This thesis describes the assessment of depression and anxiety by questionnaire and visual analogue scale in patients with irritable bowel syndrome (IBS). It examines the relationship between such assessments and self- reported symptoms before and after a placebo controlled, double -blind trial of fibre supplementation in 49 IBS patients, and finds that a high depression score at outset may be a predictor of continuing symptoms regardless of treatment. The treatment itself was no better than placebo, though there was a substantial 'placebo' effect
I consider the use of putative biochemical markers of 'stress' in such patients, but find that neither salivary IgA nor urinary metanephrine correlate well with symptoms, symptom response, or psychometric assessment scores. Platelet serotonin levels did not distinguish IBS subjects from those with other chronic gastrointestinal complaints. It seems unlikely that any of these parameters will be helpful in routine diagnosis or management of IBS.
A second cohort of IBS subjects was studied five years after initial diagnosis, using similar psychometric assessments. The chronic nature of the disorder was confirmed. The results suggest that anxiety levels might be an important influence on the longer-term maintenance of the symptom complex. Finally the thesis examines aspects of the general practitioner consulting behaviour of a group of IBS patients. Such behaviour seems relatively stable over the longer term although there was a very high prevalence of diagnoses of depression or anxiety, both before the IBS diagnosis and during the five years to review.

◆ Extracted records ◆
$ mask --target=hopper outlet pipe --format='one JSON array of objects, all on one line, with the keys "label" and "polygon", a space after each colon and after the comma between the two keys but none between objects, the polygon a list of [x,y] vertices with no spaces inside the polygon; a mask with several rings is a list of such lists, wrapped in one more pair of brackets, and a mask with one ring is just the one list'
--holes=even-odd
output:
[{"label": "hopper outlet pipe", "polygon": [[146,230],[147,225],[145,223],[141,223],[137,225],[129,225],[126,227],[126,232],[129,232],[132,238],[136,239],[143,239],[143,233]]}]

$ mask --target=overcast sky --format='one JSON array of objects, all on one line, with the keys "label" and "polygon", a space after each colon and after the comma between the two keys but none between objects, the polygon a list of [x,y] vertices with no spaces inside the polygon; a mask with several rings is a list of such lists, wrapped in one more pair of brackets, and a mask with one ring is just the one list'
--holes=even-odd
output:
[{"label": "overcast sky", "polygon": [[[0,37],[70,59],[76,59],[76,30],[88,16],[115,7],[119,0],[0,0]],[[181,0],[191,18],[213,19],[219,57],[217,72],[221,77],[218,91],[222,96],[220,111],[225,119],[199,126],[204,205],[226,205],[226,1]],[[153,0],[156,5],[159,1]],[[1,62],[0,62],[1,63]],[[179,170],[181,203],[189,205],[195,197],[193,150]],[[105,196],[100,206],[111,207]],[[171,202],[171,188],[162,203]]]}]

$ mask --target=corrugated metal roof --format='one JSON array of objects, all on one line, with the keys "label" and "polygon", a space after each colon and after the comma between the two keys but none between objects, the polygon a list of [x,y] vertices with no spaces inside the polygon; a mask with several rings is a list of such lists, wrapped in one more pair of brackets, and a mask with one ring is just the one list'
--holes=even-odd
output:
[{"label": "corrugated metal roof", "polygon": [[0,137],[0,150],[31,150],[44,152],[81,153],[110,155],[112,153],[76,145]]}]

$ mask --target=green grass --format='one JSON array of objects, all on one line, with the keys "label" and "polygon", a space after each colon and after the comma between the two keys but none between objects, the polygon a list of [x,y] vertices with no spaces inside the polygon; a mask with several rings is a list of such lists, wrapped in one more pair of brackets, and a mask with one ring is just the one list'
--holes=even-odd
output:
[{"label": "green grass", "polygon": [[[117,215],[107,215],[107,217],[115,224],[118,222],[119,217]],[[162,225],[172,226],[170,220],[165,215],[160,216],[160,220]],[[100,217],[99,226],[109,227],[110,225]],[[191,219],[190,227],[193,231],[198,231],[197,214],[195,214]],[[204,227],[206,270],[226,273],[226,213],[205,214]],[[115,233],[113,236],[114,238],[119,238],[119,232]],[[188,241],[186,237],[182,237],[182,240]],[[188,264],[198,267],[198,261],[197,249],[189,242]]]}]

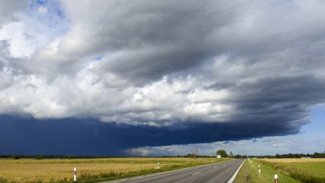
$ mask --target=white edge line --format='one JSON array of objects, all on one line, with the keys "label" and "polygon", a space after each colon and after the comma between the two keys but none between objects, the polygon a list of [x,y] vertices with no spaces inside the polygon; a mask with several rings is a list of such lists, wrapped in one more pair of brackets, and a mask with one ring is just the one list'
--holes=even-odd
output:
[{"label": "white edge line", "polygon": [[[219,163],[219,162],[215,163]],[[125,179],[122,179],[122,180],[116,180],[116,181],[109,181],[109,181],[101,182],[102,182],[102,183],[105,183],[105,182],[107,182],[107,183],[108,183],[108,182],[109,182],[109,183],[121,182],[123,182],[123,181],[125,181],[136,180],[136,179],[140,179],[140,178],[145,178],[145,177],[151,177],[151,176],[152,176],[158,175],[161,175],[161,174],[165,174],[165,173],[171,173],[171,172],[177,172],[177,171],[179,171],[185,170],[187,170],[187,169],[190,169],[190,168],[200,167],[201,167],[201,166],[206,166],[206,165],[209,165],[209,164],[199,165],[199,166],[194,166],[194,167],[191,167],[183,168],[183,169],[179,169],[179,170],[175,170],[167,171],[167,172],[161,172],[161,173],[152,174],[150,174],[150,175],[147,175],[137,177],[134,177],[134,178],[126,178]]]},{"label": "white edge line", "polygon": [[197,175],[197,174],[198,174],[199,173],[201,173],[201,172],[197,172],[197,173],[196,173],[194,174],[192,174],[192,175]]},{"label": "white edge line", "polygon": [[242,167],[242,166],[243,166],[243,164],[244,164],[244,162],[245,162],[245,160],[244,160],[243,163],[242,163],[242,164],[240,165],[238,169],[237,169],[237,170],[235,172],[235,173],[234,174],[234,175],[233,175],[233,176],[229,179],[229,180],[228,180],[228,182],[227,183],[233,183],[233,181],[234,181],[234,180],[235,180],[235,178],[236,178],[236,176],[237,176],[237,174],[238,174],[238,172],[239,172],[239,170]]}]

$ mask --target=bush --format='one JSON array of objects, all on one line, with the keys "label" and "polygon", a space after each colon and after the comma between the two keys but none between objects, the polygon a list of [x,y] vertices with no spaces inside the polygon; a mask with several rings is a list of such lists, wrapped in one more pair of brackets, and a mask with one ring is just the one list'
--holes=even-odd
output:
[{"label": "bush", "polygon": [[44,159],[44,156],[43,155],[40,155],[35,157],[35,160],[43,160]]},{"label": "bush", "polygon": [[16,155],[13,155],[12,157],[11,157],[11,159],[13,160],[19,160],[20,158],[19,156]]}]

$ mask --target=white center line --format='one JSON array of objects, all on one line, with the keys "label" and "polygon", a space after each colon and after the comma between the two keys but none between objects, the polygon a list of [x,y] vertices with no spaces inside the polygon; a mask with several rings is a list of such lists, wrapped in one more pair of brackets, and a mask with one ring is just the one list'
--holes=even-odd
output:
[{"label": "white center line", "polygon": [[199,172],[196,173],[194,174],[192,174],[192,175],[197,175],[197,174],[198,174],[199,173],[201,173],[201,172]]}]

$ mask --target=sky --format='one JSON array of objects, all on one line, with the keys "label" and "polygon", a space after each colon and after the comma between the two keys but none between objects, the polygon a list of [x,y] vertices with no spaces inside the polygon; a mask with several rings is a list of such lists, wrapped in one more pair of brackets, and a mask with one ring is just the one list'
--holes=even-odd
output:
[{"label": "sky", "polygon": [[0,1],[0,154],[325,150],[325,2]]}]

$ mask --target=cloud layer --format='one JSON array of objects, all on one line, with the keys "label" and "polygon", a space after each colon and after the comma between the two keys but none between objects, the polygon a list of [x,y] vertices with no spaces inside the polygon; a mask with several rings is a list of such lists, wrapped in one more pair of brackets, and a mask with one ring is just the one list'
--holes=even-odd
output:
[{"label": "cloud layer", "polygon": [[3,114],[168,137],[134,147],[296,134],[325,102],[321,2],[1,3]]}]

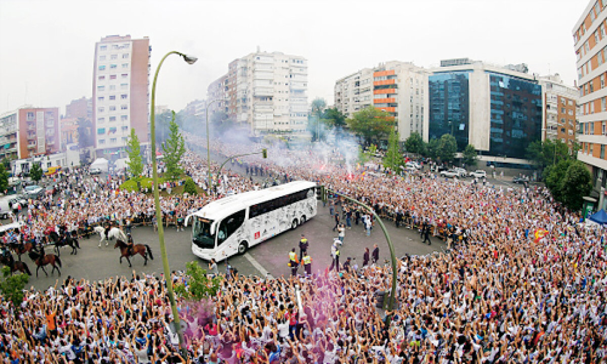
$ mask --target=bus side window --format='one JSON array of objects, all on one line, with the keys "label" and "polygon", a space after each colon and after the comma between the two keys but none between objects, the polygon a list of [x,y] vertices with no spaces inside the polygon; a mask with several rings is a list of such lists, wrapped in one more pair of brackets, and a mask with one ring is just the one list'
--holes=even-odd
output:
[{"label": "bus side window", "polygon": [[240,210],[223,219],[217,231],[217,246],[229,238],[245,221],[245,210]]}]

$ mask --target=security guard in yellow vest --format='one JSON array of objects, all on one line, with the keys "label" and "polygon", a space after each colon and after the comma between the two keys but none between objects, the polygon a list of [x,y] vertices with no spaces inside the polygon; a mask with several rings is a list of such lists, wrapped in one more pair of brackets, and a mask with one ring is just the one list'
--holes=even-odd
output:
[{"label": "security guard in yellow vest", "polygon": [[299,260],[297,260],[297,255],[295,252],[295,248],[292,248],[289,252],[289,266],[291,267],[291,275],[297,275],[297,268],[299,266]]},{"label": "security guard in yellow vest", "polygon": [[305,255],[302,258],[302,264],[304,265],[304,269],[305,269],[306,275],[312,274],[312,258],[306,253]]},{"label": "security guard in yellow vest", "polygon": [[303,257],[308,252],[308,239],[302,234],[302,237],[299,239],[299,256]]}]

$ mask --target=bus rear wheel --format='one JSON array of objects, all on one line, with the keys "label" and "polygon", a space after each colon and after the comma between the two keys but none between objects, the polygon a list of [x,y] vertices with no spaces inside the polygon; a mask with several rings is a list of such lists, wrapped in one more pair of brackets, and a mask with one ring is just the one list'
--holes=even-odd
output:
[{"label": "bus rear wheel", "polygon": [[248,248],[248,244],[246,241],[240,243],[238,246],[238,254],[244,254],[246,252],[247,248]]}]

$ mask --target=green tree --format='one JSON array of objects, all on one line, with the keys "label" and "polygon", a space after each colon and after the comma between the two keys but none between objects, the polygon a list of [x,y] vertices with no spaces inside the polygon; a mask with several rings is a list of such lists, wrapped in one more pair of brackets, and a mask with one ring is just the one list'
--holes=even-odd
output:
[{"label": "green tree", "polygon": [[450,162],[455,158],[457,141],[450,134],[443,134],[438,140],[437,156],[443,162]]},{"label": "green tree", "polygon": [[532,142],[526,151],[527,158],[538,167],[544,169],[550,164],[556,164],[559,161],[574,158],[577,152],[575,146],[572,150],[575,154],[572,154],[567,144],[560,140],[553,141],[549,139]]},{"label": "green tree", "polygon": [[4,298],[13,303],[13,306],[19,309],[23,302],[25,288],[29,277],[27,274],[19,273],[11,275],[10,268],[2,267],[2,280],[0,281],[0,293]]},{"label": "green tree", "polygon": [[423,155],[426,146],[421,135],[417,132],[411,133],[409,137],[405,141],[405,149],[409,153],[415,153]]},{"label": "green tree", "polygon": [[393,116],[373,106],[355,112],[346,123],[355,134],[364,140],[366,144],[371,144],[373,140],[387,136],[396,124]]},{"label": "green tree", "polygon": [[200,301],[205,298],[215,296],[219,291],[222,278],[220,277],[209,278],[206,270],[197,261],[186,263],[187,287],[183,285],[175,287],[175,292],[186,300]]},{"label": "green tree", "polygon": [[179,166],[179,161],[186,152],[186,148],[183,136],[179,132],[179,126],[175,122],[175,112],[171,112],[172,117],[169,126],[169,137],[166,141],[162,143],[162,150],[164,165],[166,166],[165,177],[174,181],[183,173]]},{"label": "green tree", "polygon": [[30,169],[30,177],[34,181],[38,182],[42,179],[42,167],[40,166],[40,162],[34,162],[32,165],[32,169]]},{"label": "green tree", "polygon": [[592,176],[584,164],[572,161],[560,181],[560,200],[566,206],[578,211],[583,204],[582,197],[592,189]]},{"label": "green tree", "polygon": [[8,189],[8,172],[5,168],[0,167],[0,192]]},{"label": "green tree", "polygon": [[325,125],[337,129],[343,129],[347,125],[345,122],[345,115],[337,110],[337,107],[327,109],[322,113],[321,120],[325,121]]},{"label": "green tree", "polygon": [[198,190],[196,189],[196,183],[191,177],[188,177],[183,184],[183,193],[189,195],[197,195]]},{"label": "green tree", "polygon": [[388,150],[384,157],[384,166],[390,168],[395,173],[401,172],[403,164],[402,155],[398,147],[398,132],[392,129],[388,136]]},{"label": "green tree", "polygon": [[126,163],[126,165],[129,167],[129,172],[132,176],[131,178],[137,183],[137,189],[140,189],[141,174],[143,173],[143,160],[141,158],[139,137],[137,136],[134,129],[131,129],[131,135],[126,142],[126,145],[128,146],[126,152],[129,155],[129,161]]},{"label": "green tree", "polygon": [[474,167],[476,165],[476,150],[472,144],[466,146],[464,152],[462,153],[462,161],[466,166]]}]

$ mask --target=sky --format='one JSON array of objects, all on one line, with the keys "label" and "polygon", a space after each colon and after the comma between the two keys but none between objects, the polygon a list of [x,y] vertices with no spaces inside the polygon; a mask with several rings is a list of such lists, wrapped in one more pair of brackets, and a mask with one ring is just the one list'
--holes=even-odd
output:
[{"label": "sky", "polygon": [[[594,1],[594,0],[592,0]],[[0,0],[0,115],[25,104],[58,107],[92,94],[95,43],[148,36],[156,104],[178,111],[205,99],[228,64],[255,52],[307,58],[308,101],[333,103],[335,81],[397,60],[438,66],[467,57],[526,63],[529,73],[576,78],[572,29],[589,0],[297,1]]]}]

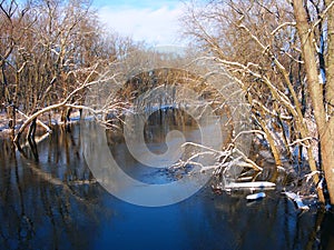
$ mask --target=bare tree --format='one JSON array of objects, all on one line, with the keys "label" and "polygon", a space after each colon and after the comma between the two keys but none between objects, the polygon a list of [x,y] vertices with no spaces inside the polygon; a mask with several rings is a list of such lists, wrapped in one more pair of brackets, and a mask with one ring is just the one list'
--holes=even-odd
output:
[{"label": "bare tree", "polygon": [[299,152],[306,150],[318,198],[324,202],[321,168],[333,203],[332,33],[324,32],[326,21],[331,30],[332,6],[332,1],[209,1],[189,6],[183,21],[194,43],[213,54],[245,90],[276,166],[282,166],[283,157],[294,160],[296,146]]}]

◆ What this task involves ◆
Extend the thesis abstract on depression, anxiety and irritable bowel syndrome, picking up after its final sentence.

◆ Output below ◆
The studies are considered to support a holistic approach to IBS; its pathogenesis, management, and natural history. The symptom complex is forged by the action of several factors, notably psychological, physical and circumstantial (life events). The behavioural and emotional elements of the symptom complex are best considered as one product, and the doctor - patient relationship plays an important modulating role. There is some evidence that depressed mood may be more important in determining short term responses, such as consulting behaviour, and anxiety in maintaining the perception of 'symptoms' in the longer term. Simple assessment of depression and anxiety, perhaps by 'user friendly' visual analogue scales, might usefully be incorporated in the routine assessment of IBS patients.